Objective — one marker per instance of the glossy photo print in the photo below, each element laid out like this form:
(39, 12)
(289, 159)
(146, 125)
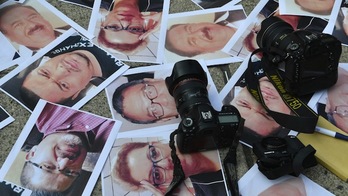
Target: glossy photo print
(5, 118)
(32, 25)
(69, 73)
(141, 100)
(60, 151)
(201, 34)
(150, 169)
(132, 34)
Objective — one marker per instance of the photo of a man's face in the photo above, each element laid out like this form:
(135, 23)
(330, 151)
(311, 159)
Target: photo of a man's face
(30, 24)
(62, 146)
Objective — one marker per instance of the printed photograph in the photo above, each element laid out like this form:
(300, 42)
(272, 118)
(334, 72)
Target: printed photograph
(9, 56)
(258, 123)
(8, 188)
(5, 118)
(333, 102)
(131, 29)
(60, 151)
(201, 34)
(255, 183)
(315, 8)
(34, 24)
(70, 73)
(141, 100)
(206, 4)
(143, 166)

EXERCISE REQUIREMENTS:
Search the data above for the string "like" and return every line that has it.

REPLY TO THE TASK:
Objective — one marker per instance of the glossy photo print in the photo below, each element laid out like this form:
Objective — one marker per instance of the photo of a man's face in the photo above, each element laid out like this form:
Objective — one marker per instance of the printed photograph in the photo above, each element laid out like this form:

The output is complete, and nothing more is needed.